··· Data section

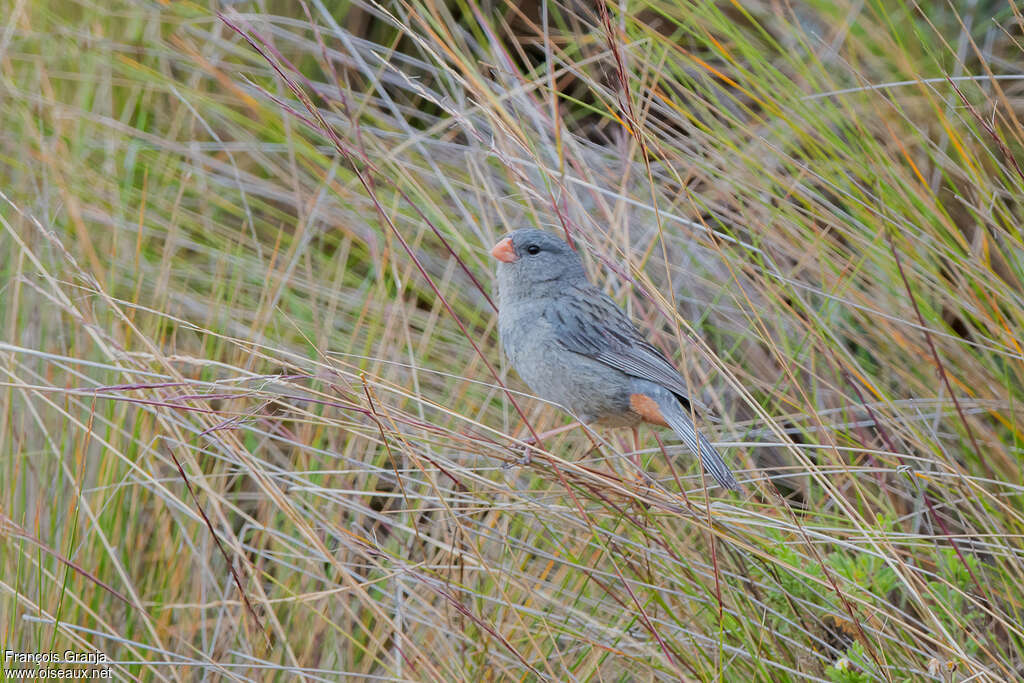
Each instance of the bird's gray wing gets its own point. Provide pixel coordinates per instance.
(589, 323)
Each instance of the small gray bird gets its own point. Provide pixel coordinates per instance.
(574, 346)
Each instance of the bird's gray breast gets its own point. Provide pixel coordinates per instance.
(588, 388)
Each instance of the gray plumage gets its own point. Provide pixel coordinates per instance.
(572, 345)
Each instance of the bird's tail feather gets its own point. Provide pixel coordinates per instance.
(682, 423)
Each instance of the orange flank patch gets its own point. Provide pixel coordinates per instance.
(647, 409)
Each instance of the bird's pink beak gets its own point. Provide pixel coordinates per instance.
(504, 251)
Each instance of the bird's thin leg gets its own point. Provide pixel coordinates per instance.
(529, 441)
(635, 456)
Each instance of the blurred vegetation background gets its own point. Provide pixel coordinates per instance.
(255, 422)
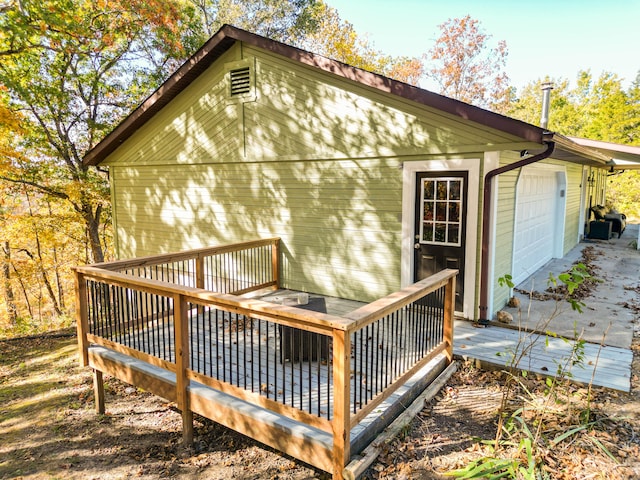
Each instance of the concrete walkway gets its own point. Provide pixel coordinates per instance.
(608, 322)
(611, 313)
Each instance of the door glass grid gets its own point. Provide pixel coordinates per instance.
(441, 211)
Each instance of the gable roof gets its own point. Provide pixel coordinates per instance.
(227, 36)
(623, 156)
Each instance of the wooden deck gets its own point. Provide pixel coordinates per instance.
(315, 383)
(605, 366)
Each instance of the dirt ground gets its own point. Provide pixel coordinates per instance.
(49, 430)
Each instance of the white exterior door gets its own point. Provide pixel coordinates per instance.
(539, 223)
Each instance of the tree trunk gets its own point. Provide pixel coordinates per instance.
(92, 221)
(12, 309)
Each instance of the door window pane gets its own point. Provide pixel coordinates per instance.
(441, 211)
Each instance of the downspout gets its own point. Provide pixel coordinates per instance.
(486, 223)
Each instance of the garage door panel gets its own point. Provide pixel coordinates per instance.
(534, 228)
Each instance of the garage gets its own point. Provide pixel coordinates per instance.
(539, 222)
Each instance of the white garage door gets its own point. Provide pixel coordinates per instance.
(536, 221)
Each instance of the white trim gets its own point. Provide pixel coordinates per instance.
(583, 204)
(470, 165)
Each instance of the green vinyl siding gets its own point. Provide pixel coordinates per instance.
(339, 221)
(504, 227)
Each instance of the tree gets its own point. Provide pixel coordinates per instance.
(598, 109)
(467, 68)
(94, 61)
(280, 20)
(69, 71)
(336, 38)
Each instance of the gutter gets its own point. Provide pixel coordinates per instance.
(486, 223)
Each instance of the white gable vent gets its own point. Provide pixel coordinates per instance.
(240, 81)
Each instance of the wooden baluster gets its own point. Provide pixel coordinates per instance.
(82, 318)
(275, 262)
(449, 309)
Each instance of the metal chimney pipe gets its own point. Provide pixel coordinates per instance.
(546, 92)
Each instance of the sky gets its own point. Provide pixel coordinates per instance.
(545, 38)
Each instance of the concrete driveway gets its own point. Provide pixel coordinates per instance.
(611, 314)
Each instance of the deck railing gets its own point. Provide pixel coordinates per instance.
(326, 371)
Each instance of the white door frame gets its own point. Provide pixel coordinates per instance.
(470, 165)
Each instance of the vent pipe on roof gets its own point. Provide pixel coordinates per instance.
(546, 93)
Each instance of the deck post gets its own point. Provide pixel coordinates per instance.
(82, 318)
(199, 271)
(98, 391)
(182, 364)
(449, 309)
(275, 261)
(341, 402)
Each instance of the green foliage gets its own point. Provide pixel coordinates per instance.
(506, 280)
(466, 67)
(598, 109)
(70, 70)
(572, 280)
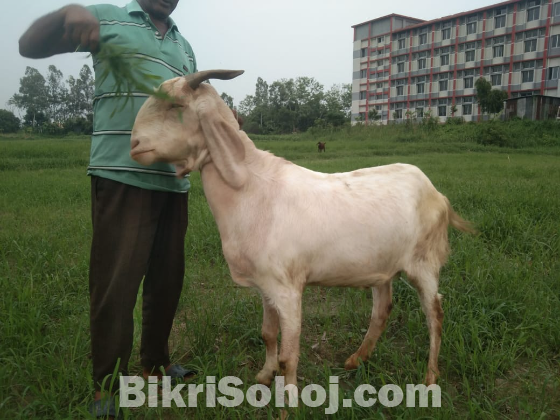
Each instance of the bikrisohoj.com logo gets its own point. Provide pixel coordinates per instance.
(227, 393)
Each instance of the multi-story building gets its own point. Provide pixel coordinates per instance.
(404, 66)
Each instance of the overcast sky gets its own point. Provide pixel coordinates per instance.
(269, 39)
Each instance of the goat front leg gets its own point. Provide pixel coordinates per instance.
(382, 296)
(288, 304)
(270, 337)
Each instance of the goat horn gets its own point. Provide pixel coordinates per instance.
(195, 79)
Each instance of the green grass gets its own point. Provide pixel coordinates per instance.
(500, 355)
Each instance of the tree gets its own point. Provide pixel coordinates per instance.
(9, 123)
(32, 97)
(491, 101)
(57, 95)
(373, 115)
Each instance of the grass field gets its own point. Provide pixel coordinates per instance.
(500, 355)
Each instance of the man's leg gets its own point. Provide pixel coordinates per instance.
(124, 227)
(163, 282)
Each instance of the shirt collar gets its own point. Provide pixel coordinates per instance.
(134, 7)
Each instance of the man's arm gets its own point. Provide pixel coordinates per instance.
(60, 32)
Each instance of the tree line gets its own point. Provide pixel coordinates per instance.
(52, 105)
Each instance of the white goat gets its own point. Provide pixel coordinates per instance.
(284, 227)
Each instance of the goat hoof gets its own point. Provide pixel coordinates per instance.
(431, 378)
(264, 378)
(351, 363)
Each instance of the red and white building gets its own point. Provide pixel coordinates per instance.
(404, 66)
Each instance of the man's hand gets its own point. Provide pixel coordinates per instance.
(60, 32)
(81, 28)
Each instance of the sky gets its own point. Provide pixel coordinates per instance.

······

What is asked - All preceding records should be duplicated verbatim, images excepted.

Full solution -
Each instance of the bird's gray wing gets its own point. Provide pixel coordinates per instance.
(589, 323)
Each instance of the small gray bird gets its own point. Provide pixel coordinates per instance.
(574, 346)
Each instance of the bird's gray breast gets its own point. Provide pixel coordinates per instance.
(588, 388)
Each instance of the gray plumage gets its own point. Provide pixel coordinates per instance.
(572, 345)
Each instance of the bird's tail feather gets its own point. Provide pixel coordinates per instance.
(682, 423)
Each instance of the orange flank patch gets its own point. Provide pixel coordinates per instance.
(647, 409)
Each instance of the bird's pink beak gets its own point. Provide pixel coordinates per instance.
(504, 251)
Each instance of the bird's thin leg gets its own point. Provide pixel coordinates per instance.
(529, 441)
(635, 456)
Each instance of the blurred vegetation background gets its own point. Provide pixel coordinates per instance.
(255, 422)
Each instance of the concrete walkway gets its own point. Provide pixel coordinates per instance.
(608, 322)
(611, 313)
Each instance of the door glass grid gets its own point. Provide pixel coordinates per instance.
(441, 211)
Each instance of the gable roof gets its own point. Provide pixel coordinates per instance.
(227, 36)
(623, 156)
Each instance of the wooden deck gets its own point. Provide pixel coordinates per instance.
(315, 383)
(605, 366)
Each instance of the dirt ground gets its own point. Provide pixel coordinates per instance.
(49, 430)
Each instance of the white exterior door gets its own point. Provide pixel coordinates per instance.
(539, 223)
Each instance of the tree trunk gets its own point. Provide pixel coordinates per instance.
(92, 221)
(12, 309)
Each instance of the door window pane gets its own point. Provide pixel coordinates per instance.
(441, 211)
Each instance of the downspout gets its own point. Provide pixel coordinates per instance.
(486, 223)
Each instance of the garage door panel gets its own point. Provide pixel coordinates per instance.
(534, 228)
Each instance of the garage gets its own point. Provide pixel coordinates per instance.
(539, 222)
Each instance of the white garage door gets its own point. Provide pixel coordinates per instance.
(536, 221)
Each instance of the white trim gets its own point. Provide pixel coordinates per instance.
(583, 204)
(470, 165)
Each instance of the green vinyl siding gets its own point. Provide pixel coordinates per instance.
(339, 221)
(504, 227)
Each instance of the tree gets its own point. Provide pixel coordinates per instance.
(598, 109)
(467, 68)
(94, 61)
(280, 20)
(69, 71)
(336, 38)
Each instance of the gutter gets its own point. Provide pixel coordinates per instance.
(486, 223)
Each instance of the white gable vent gets its own point. Provide pixel coordinates per instance.
(240, 81)
Each instance of the wooden baluster gets its own point. Provide pixel coordinates per instance.
(82, 318)
(275, 262)
(449, 309)
Each instance of the metal chimney pipe gets its own point. Provide pixel coordinates per instance.
(546, 92)
Each instance of the sky gets its own point. Provide pixel coordinates per instance.
(545, 38)
Each instance of the concrete driveway gets its own point. Provide pixel coordinates per instance.
(611, 314)
Each instance of the deck railing gets its own point. Provide pixel coordinates per instance.
(326, 371)
Each instance of the white door frame gets its own point. Provide pixel coordinates per instance.
(470, 165)
Each instance of the vent pipe on roof gets its own point. Provide pixel coordinates per instance.
(546, 93)
Each instance of the deck post gets its own point. Provide pixel coordinates per instance.
(82, 318)
(199, 271)
(98, 391)
(182, 364)
(449, 309)
(275, 261)
(341, 402)
Each instance of the green foliage gets its own point. Provide pixel coordinates per instance.
(506, 280)
(466, 67)
(598, 109)
(70, 70)
(572, 280)
Each instance of the bikrisohoj.com logo gets its own point. Provide pixel coordinates per instance.
(227, 393)
Each instance of the multi-story building gets its own point. Provide pixel coordinates per instance.
(404, 66)
Each instance of the overcast sky gets its own point. Provide pixel coordinates per instance.
(269, 39)
Each instance of the goat front leg gets its own point. Provide pixel coordinates per instance.
(382, 296)
(288, 304)
(270, 337)
Each instance of the goat horn gets its own point. Provide pixel coordinates per instance.
(195, 79)
Each instance of the green grass gets its own point. Provide pixel coordinates per instance.
(500, 355)
Each instance of the tree gets its own point. Provide pixel coordinates per instance.
(9, 123)
(32, 97)
(491, 101)
(57, 95)
(373, 115)
Each instance of the grass field gets its own point. Provide pixel coordinates per instance.
(500, 355)
Each instance of the man's leg gets its own point. Provide pixel coordinates per instance.
(124, 227)
(163, 282)
Each instance of the shirt collar gets its own point. Provide pixel coordinates per instance.
(134, 7)
Each instance of the man's arm gets its own point. Provide pixel coordinates per instance.
(60, 32)
Each instance of the tree line gets its own point. Provide pixel coordinates per instance.
(52, 105)
Each instance of the white goat gets its own point. Provide pixel coordinates per instance.
(284, 227)
Each instance of the goat hoof gets its own point. Provide pixel coordinates per instance.
(431, 378)
(264, 378)
(351, 363)
Each instance of the red and white building gets its own point. Provide pixel coordinates per instance.
(404, 66)
Each instance of the man's hand gets its own point. Provide pixel coordinates per instance.
(60, 32)
(81, 28)
Each instance of the sky gets its own point. Provide pixel coordinates per instance.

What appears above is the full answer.